__Text extract__.

I trying to use the iText7
library to extract some pages from a PDF
file to create a new one.
static void Splitter()
{
string file = @"C:\Users\Standard\Downloads\Merged\CK 2002989 $29,514.42 02.12.20.pdf";
string range = "1, 4, 8";
var pdfDocumentInvoiceNumber = new PdfDocument(new PdfReader(file));
var split = new PdfSplitter(pdfDocumentInvoiceNumber);
var result = split.ExtractPageRange(new PageRange(range));
var numberOfPagesPdfDocumentInvoiceNumber = result.GetNumberOfPages();
String toFile = @"C:\Users\Standard\Downloads\Result\Extracted.pdf";
var pdfWriter = new PdfWriter(toFile);
var pdfDocumentInvoiceMergeResult = new PdfDocument(pdfWriter);
for (var i = 1; i <= numberOfPagesPdfDocumentInvoiceNumber; i++)
{
var pdfPage = result.GetPage(i).CopyTo(pdfDocumentInvoiceMergeResult);
pdfDocumentInvoiceMergeResult.AddPage(pdfPage);
}
}
But when I attempt to use CopyTo
method I get the error
iText.Kernel.PdfException: 'Cannot copy indirect object from the document that is being written.'
The problem here is that the documents returned by the PdfSplitter
methods, in particular by ExtractPageRange
, are iText 7 documents written to, i.e. these PdfDocument
instances have been instantiated with a PdfWriter
.
Such documents are subject to certain restrictions, in particular that pages cannot be copied from them. For details on this read the answers here and here.
To make these result documents (and the whole PdfSplitter
class with them) be of any value, therefore, you need a way to define where the PdfWriter
objects of these documents write to. And there is a way, albeit not really an intuitive way: You have to overwrite the GetNextPdfWriter
method of the PdfSplitter
which originally looks like this:
/// <summary>This method is called when another split document is to be created.</summary>
/// <remarks>
/// This method is called when another split document is to be created.
/// You can override this method and return your own
/// <see cref="iText.Kernel.Pdf.PdfWriter"/>
/// depending on your needs.
/// </remarks>
/// <param name="documentPageRange">the page range of the original document to be included in the document being created now.
/// </param>
/// <returns>the PdfWriter instance for the document which is being created.</returns>
protected internal virtual PdfWriter GetNextPdfWriter(PageRange documentPageRange) {
return new PdfWriter(new ByteArrayOutputStream());
}
In a use case like yours in which you merely expect a single return document you eventually want to write to a file, you can do so like this:
class MySplitter : PdfSplitter
{
public MySplitter(PdfDocument pdfDocument) : base(pdfDocument)
{
}
protected override PdfWriter GetNextPdfWriter(PageRange documentPageRange)

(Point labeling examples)
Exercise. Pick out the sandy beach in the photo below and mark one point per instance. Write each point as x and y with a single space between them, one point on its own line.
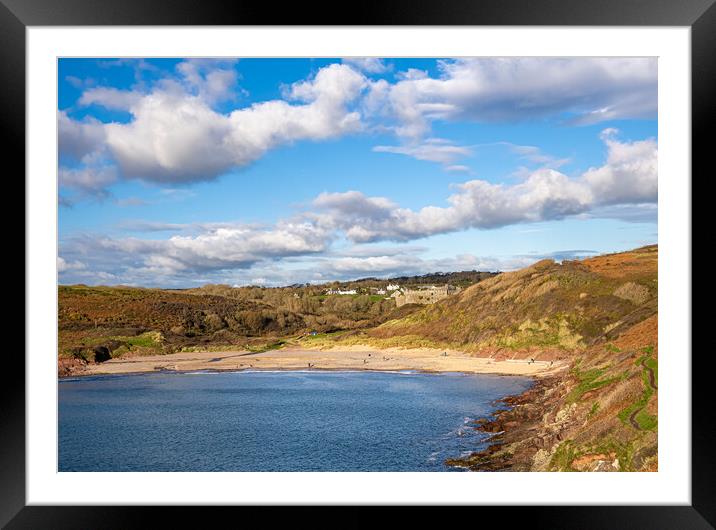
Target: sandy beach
345 358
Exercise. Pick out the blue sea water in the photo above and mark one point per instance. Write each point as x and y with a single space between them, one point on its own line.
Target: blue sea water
274 421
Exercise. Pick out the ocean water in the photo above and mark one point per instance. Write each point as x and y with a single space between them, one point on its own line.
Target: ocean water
274 421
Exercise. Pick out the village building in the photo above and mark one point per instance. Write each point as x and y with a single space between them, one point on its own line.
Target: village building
340 291
424 295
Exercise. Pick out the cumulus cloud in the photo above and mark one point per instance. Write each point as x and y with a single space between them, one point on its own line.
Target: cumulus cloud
630 173
517 89
369 65
177 137
629 176
214 249
623 187
177 134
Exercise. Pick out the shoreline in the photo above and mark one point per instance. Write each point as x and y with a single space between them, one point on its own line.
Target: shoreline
423 360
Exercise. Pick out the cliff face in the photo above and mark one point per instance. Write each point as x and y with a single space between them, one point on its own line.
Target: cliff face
548 310
602 414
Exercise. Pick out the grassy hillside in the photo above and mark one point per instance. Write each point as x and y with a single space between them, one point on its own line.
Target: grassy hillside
548 308
96 323
600 314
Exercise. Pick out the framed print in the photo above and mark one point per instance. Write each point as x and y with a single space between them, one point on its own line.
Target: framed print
427 258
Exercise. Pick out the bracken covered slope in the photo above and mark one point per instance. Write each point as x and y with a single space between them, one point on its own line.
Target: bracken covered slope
598 314
547 310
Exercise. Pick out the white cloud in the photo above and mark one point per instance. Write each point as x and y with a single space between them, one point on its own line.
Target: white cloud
176 137
64 266
624 187
518 89
176 134
628 176
369 65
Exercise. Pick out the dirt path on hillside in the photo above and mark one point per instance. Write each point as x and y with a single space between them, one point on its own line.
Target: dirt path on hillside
652 383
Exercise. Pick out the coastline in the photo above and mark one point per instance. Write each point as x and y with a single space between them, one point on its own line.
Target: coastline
514 429
351 358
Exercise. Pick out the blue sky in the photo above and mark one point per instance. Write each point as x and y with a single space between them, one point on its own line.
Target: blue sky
179 172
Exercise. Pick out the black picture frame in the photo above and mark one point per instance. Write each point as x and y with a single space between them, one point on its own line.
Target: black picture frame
699 15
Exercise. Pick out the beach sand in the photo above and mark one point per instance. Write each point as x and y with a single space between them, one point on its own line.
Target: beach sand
344 358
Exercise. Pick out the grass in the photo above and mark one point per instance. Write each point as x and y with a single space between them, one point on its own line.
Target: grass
594 409
644 420
564 456
589 380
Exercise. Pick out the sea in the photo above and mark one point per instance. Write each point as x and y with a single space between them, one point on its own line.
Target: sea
275 421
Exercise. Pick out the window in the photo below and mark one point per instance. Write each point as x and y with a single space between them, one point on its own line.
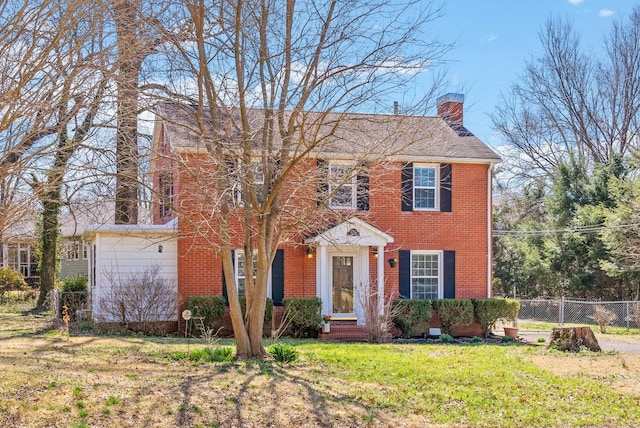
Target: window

__Problem 1__.
Answer these questions from the iText7 thread:
(a) What string does the Splitter code assign to the range variable?
(b) What error message appears when the CopyTo method is used?
(c) Which method of the PdfSplitter has to be overridden to control where the writers of the result documents write to?
__Problem 2__. Rename "restrictions" to "limitations" in the iText7 thread, and write out everything from "Such documents are" down to "on your needs.".
__Problem 3__. In the iText7 thread, list every method that the Splitter code in the question calls on an object with dot notation.
This material has nothing to do with the iText7 thread.

__Complete answer 1__.
(a) "1, 4, 8"
(b) iText.Kernel.PdfException: 'Cannot copy indirect object from the document that is being written.'
(c) GetNextPdfWriter

__Complete answer 2__.
Such documents are subject to certain limitations, in particular that pages cannot be copied from them. For details on this read the answers here and here.
To make these result documents (and the whole PdfSplitter
class with them) be of any value, therefore, you need a way to define where the PdfWriter
objects of these documents write to. And there is a way, albeit not really an intuitive way: You have to overwrite the GetNextPdfWriter
method of the PdfSplitter
which originally looks like this:
/// <summary>This method is called when another split document is to be created.</summary>
/// <remarks>
/// This method is called when another split document is to be created.
/// You can override this method and return your own
/// <see cref="iText.Kernel.Pdf.PdfWriter"/>
/// depending on your needs.

__Complete answer 3__.
ExtractPageRange
GetNumberOfPages
GetPage
CopyTo
AddPage